What to work on: Every entry that follows should be repeated exactly; drop the images.

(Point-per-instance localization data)
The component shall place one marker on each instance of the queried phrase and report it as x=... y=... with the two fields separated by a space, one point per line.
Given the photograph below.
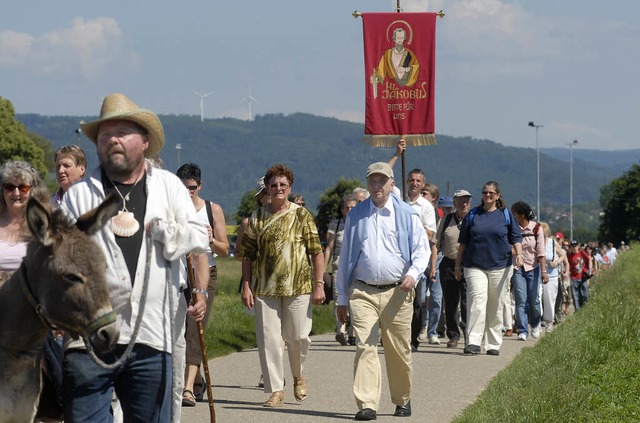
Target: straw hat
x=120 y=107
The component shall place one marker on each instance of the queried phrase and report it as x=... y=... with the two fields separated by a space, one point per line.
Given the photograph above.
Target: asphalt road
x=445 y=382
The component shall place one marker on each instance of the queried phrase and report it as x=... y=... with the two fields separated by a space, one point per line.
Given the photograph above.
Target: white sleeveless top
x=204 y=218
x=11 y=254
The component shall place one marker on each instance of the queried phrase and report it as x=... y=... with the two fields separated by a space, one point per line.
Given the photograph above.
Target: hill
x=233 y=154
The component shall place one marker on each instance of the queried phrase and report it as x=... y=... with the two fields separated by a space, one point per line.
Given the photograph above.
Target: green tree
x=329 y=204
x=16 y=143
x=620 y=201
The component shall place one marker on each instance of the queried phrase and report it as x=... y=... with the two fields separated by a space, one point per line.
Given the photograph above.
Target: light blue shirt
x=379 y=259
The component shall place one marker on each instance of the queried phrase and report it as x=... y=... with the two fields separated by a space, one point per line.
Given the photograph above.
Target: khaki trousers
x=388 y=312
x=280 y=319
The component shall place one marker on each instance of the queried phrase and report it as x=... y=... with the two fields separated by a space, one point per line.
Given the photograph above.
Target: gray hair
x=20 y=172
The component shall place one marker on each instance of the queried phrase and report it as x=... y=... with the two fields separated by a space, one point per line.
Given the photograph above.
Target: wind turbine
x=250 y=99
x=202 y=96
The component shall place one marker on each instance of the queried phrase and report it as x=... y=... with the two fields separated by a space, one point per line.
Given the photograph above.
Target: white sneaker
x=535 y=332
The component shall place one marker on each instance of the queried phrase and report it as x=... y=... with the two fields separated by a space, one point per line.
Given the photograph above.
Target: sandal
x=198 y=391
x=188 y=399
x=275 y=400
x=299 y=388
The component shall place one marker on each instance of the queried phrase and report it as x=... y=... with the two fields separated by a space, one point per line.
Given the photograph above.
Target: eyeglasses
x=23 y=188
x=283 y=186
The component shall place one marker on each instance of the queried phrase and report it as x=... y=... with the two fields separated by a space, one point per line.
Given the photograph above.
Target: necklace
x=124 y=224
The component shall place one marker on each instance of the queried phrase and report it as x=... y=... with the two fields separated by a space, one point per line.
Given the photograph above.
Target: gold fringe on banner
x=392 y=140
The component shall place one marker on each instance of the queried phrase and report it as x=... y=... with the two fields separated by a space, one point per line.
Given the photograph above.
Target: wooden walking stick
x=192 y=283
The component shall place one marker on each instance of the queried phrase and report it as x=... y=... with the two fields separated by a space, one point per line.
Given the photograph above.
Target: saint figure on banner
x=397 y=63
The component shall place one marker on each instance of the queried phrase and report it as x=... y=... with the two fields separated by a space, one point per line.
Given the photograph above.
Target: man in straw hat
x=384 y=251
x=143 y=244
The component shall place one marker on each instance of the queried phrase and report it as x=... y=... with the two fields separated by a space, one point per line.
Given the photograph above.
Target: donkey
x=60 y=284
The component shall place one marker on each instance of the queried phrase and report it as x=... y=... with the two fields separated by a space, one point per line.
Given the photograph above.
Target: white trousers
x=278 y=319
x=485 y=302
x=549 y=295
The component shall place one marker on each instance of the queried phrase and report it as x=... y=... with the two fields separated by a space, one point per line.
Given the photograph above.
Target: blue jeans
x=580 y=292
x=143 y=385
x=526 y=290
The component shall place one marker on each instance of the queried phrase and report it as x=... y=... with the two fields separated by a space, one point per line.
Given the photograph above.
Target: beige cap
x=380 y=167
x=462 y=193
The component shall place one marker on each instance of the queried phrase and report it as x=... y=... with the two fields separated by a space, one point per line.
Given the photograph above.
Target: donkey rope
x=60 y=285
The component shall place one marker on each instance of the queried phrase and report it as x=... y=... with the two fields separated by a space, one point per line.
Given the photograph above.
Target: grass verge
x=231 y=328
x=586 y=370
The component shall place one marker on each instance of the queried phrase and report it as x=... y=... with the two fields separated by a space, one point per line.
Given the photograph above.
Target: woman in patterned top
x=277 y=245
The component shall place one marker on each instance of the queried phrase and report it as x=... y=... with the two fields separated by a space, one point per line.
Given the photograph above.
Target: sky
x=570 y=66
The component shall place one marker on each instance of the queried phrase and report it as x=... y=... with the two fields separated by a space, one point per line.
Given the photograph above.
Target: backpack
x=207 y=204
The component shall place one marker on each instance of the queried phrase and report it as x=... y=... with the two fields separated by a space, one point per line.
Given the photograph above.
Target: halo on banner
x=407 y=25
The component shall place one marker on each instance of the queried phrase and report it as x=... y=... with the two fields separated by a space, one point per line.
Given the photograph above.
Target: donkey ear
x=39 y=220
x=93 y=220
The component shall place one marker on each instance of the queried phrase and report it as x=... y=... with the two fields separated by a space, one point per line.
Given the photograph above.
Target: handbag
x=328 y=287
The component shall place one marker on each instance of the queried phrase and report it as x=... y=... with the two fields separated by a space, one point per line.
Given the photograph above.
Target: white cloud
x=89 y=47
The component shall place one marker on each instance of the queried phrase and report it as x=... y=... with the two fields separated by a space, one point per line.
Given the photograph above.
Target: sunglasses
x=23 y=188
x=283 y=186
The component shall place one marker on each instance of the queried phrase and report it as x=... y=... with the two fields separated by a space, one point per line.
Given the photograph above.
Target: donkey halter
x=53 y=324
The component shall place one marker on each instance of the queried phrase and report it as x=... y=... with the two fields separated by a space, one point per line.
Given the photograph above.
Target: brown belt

Task output:
The component shall place one marker on each instance of the queried phrase and report it as x=... y=... with the two fields separated by a space, one point per line.
Given the photograph below.
Target: straw hat
x=120 y=107
The component shall place one marker on each instance of the queried phrase and report it as x=... y=... with the two fields separated by a space, one point per line.
Given the photograph above.
Target: asphalt road
x=445 y=382
The component shall place one marker on each instance of the queried phrase and report it as x=... y=... with the two fields separated by a space, one point per line.
Given the photograph above.
Target: white sleeveless top
x=204 y=218
x=11 y=254
The component shall place one marker on each instance of the queried phrase and report it as x=... y=... with the two fields separated by a space, one point per line.
Given the photograph above.
Target: hill
x=233 y=154
The component shall place one marker on each instance of the queried phrase and report it as x=... y=... with the two fields separated by a space, one point per line.
Given the photograph above.
Target: green tree
x=329 y=204
x=16 y=143
x=620 y=201
The component shall place one marker on each instance of the queried phrase and report it as x=... y=... with the two fields separated by a space, one point per line.
Given the photograph above.
Target: light blue shirt
x=379 y=259
The component shall place one marker on each instance of the queried phrase and report it as x=... y=... with the two fields separated by a space, one point per line.
Given the photograph above.
Target: khaki trousers
x=388 y=312
x=280 y=319
The component shall place one marker on each instance of the queried phrase and report it as x=... y=... with the two fields separated by a space, one point per line.
Given the photograph above.
Target: gray hair
x=20 y=172
The component shall place one marker on each instance of the queried phrase and report it as x=... y=... with the two fields separated by a space, one point per line.
Given the photograph above.
Target: wind turbine
x=250 y=99
x=202 y=96
The component shall place one marker on each instance of the queried phrase and report it as x=... y=... with the two fields separated by a space, one point per line.
Given the photograph above.
Target: white sneaker
x=535 y=332
The component shall place one marker on each instance of the queried phrase and report it as x=... y=... with the two fields separated by a space, one point per line.
Given the photograph above.
Target: sandal
x=198 y=391
x=188 y=399
x=275 y=400
x=299 y=388
The component shall place one marker on each instance of the queried phrase and report it as x=... y=... with the two fields separated by a space, one point per line.
Given the photograph above.
Target: eyeglasses
x=23 y=188
x=283 y=186
The component shall place one marker on each instance of the queried phrase and report it as x=... y=... with the two fields separated by a space, one point per line.
Given the photograph above.
Target: necklace
x=124 y=224
The component shall place one marker on each instance of the queried phrase and report it as x=... y=... with the two fields separated by a space, one point per line.
Given the photograph above.
Target: gold fringe on banner
x=392 y=140
The component shall place one marker on each instance of the queried phrase and report it as x=... y=... with the two fields separated by a space, one point per line.
Given the photograph above.
Target: wooden walking stick
x=192 y=283
The component shall place one marker on each instance of the queried phrase and report it as x=... y=... with the two fields separated by a space, one point per line.
Given the photograph above.
Target: saint figure on banner
x=397 y=63
The component shall place one marker on each instance of the queried phrase and report it as x=... y=... with the two fields separated by a space, one point per line.
Given the photograph above.
Target: man in straw hat
x=384 y=251
x=143 y=244
The component shall place one marker on each instance of the queried phrase and report it as x=... y=... with the two fields separated by a space, one point per line.
Given the photograph above.
Target: donkey
x=60 y=284
The component shall place one marker on each instance of the queried phrase and report it as x=... y=... with the two fields separated by a space, one point per line.
Given the photograph above.
Target: white trousers
x=278 y=319
x=485 y=302
x=549 y=295
The component shall place one marker on each instance of the queried phrase and report it as x=... y=... with the two fields separated by a space, one point per line.
Given the photograph above.
Target: blue jeans
x=580 y=292
x=143 y=385
x=526 y=290
The component shall place one marker on each instance of the queried phrase and report it as x=... y=... with the two fields separated by a space, one point per line.
Given the photograph above.
Target: beige cap
x=380 y=167
x=462 y=193
The component shall place one marker on each instance of the queried phrase and report it as x=... y=... with the two fields separated by a space, one point per line.
Given the photograph above.
Target: donkey rope
x=60 y=285
The component shall place one marker on each instance of the queried phrase and report it as x=... y=... with the two fields separated by a space, one point per line.
Given the photograph above.
Target: grass verge
x=231 y=328
x=586 y=370
The component shall place one marker on each instance of the queried phrase and report it as x=... y=... with the two fields separated by a space, one point per line.
Given the photograph above.
Target: woman in patterned top
x=277 y=245
The component shall place one marker on each instance of the queried phrase and report it as x=... y=... with the two fields separated by a space, one point per line.
Given the photograph above.
Target: sky
x=570 y=66
The component shall place one marker on each instance of the queried phrase and report it as x=... y=... with the two fields separated by a space, one point per line.
Given the photograph above.
Target: backpack
x=207 y=204
The component shall place one marker on each instance of the queried phrase and report it as x=... y=... with the two fields separated by a space, one point per line.
Given the photograph above.
Target: halo on banner
x=407 y=25
The component shall place one marker on each instance of the queried phrase and report it as x=... y=... with the two fields separated by a space, one point per line.
Given the photograph above.
Target: donkey ear
x=39 y=220
x=93 y=220
The component shall place one marker on each instance of the queried phrase and report it as x=... y=... with the two fields separated by a space, one point per line.
Given the photograph above.
Target: handbag
x=328 y=287
The component shall place one marker on each instance of the queried phrase and report it as x=... y=... with the two fields separated by a space, one point per line.
Given the photograph above.
Target: white cloud
x=89 y=47
The component shall place one marker on each instance of the queried phrase and report it as x=... y=... with the two fields separated by a space, one point per line.
Given the photograph above.
Target: sunglasses
x=23 y=188
x=283 y=186
The component shall place one marker on each instance of the queried phrase and report it as x=... y=... with the two fields separated by a space, one point per line.
Given the photograph above.
Target: donkey halter
x=53 y=324
The component shall place one marker on each instance of the queried phrase and report it as x=... y=... with the two fields separated by a space, one point per line.
Given the photograph above.
Target: brown belt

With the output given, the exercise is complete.